▸ **Selected excerpt**:
-------

COSIMA Linkage Project funded

The Australian Research Council (ARC) recently announced $1.1M of funding for a new 4-year COSIMA project. The new project is funded under the ARC’s Linkage Project scheme, and is supported by 4 industry partners: The Department of Defence, Bureau of Meteorology, Australian Antarctic Division and CSIRO. This funding will continue to support the Australian ocean and sea ice modelling community to develop and distribute open source model configurations.

The aims of the proposal are to:

  1. Configure, evaluate and publish the next-generation MOM6 ocean model and CICE6 sea ice model, culminating in a new, world-class Australian ocean-sea ice model: “ACCESS-OM3”;
  2. Advance Australian capacity to model the ocean’s biogeochemical cycles and surface waves, including the feedback between waves, sea ice, biogeochemistry and ocean circulation; and
  3. Build on the success of COSIMA to establish deep ties between Australia’s leading ocean-sea ice modelling institutions, while maintaining ACCESS-OM2 for ongoing research projects and operational products.

Work on the new project is expected to begin in 2021, initially focussing on the adoption of the MOM6 ocean model for regional applications. A schematic of the intended workflow can be found in the figure below.

As well as developing new model configurations, the new COSIMA project will have a stronger emphasis on developing tools for data analysis, data sharing and publication. The new project will start with a kick-off meeting in the first half of 2021 (details to be announced).

-------

▸ **Information provided**:

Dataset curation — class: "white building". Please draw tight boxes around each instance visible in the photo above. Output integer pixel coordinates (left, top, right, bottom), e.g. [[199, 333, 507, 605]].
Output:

-------

▸ **Exercise requirements**:
1. Return the stretch of the COSIMA funding announcement from "1. Configure, evaluate" through "and operational products.".
2. According to the COSIMA funding announcement, what will the new project initially focus on when work begins in 2021?
3. Name every industry partner that the COSIMA funding announcement says supports the new project.

▸ **Solutions**:
1.
1. Configure, evaluate and publish the next-generation MOM6 ocean model and CICE6 sea ice model, culminating in a new, world-class Australian ocean-sea ice model: “ACCESS-OM3”;
  2. Advance Australian capacity to model the ocean’s biogeochemical cycles and surface waves, including the feedback between waves, sea ice, biogeochemistry and ocean circulation; and
  3. Build on the success of COSIMA to establish deep ties between Australia’s leading ocean-sea ice modelling institutions, while maintaining ACCESS-OM2 for ongoing research projects and operational products.

2. The adoption of the MOM6 ocean model for regional applications.

3.
- The Department of Defence
- Bureau of Meteorology
- Australian Antarctic Division
- CSIRO